#### PROVIDED DATA
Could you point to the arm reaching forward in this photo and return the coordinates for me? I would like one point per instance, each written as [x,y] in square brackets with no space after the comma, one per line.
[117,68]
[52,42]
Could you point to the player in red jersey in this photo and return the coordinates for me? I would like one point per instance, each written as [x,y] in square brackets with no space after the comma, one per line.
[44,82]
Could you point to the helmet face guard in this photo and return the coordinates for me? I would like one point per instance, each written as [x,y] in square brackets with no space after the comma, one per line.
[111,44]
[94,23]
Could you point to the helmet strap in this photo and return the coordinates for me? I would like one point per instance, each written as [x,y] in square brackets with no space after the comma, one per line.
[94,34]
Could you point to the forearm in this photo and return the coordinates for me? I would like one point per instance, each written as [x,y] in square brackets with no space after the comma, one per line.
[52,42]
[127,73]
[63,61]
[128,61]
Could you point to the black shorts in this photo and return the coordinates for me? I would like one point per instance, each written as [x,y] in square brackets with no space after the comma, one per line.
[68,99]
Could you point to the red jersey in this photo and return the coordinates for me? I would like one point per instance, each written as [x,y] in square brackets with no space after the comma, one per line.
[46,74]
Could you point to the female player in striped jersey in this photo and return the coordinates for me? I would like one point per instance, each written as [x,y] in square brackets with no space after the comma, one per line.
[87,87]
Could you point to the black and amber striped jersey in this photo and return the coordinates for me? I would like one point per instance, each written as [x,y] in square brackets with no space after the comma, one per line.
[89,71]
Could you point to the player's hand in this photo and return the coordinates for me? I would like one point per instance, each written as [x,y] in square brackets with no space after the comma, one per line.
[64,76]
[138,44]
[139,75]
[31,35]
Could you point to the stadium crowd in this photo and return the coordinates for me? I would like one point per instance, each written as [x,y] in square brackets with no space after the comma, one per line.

#### EXERCISE GOAL
Copy the rows from the line with "Could you point to the player's" through the end of the rows, swapping "player's hand" for "player's glove" and leaving everything else unchanged.

#### EXPECTED OUTPUT
Could you point to the player's glove in this photo and return the coordinates for me? I would like one point per instance, each written as [x,y] in square brackets with no space after the comma, one per line.
[64,76]
[138,44]
[139,75]
[31,35]
Could you point to the stadium crowd in this photo and return the coordinates for me? I would like one point per instance, each written as [x,y] in square brackets with no space after the comma, one per line.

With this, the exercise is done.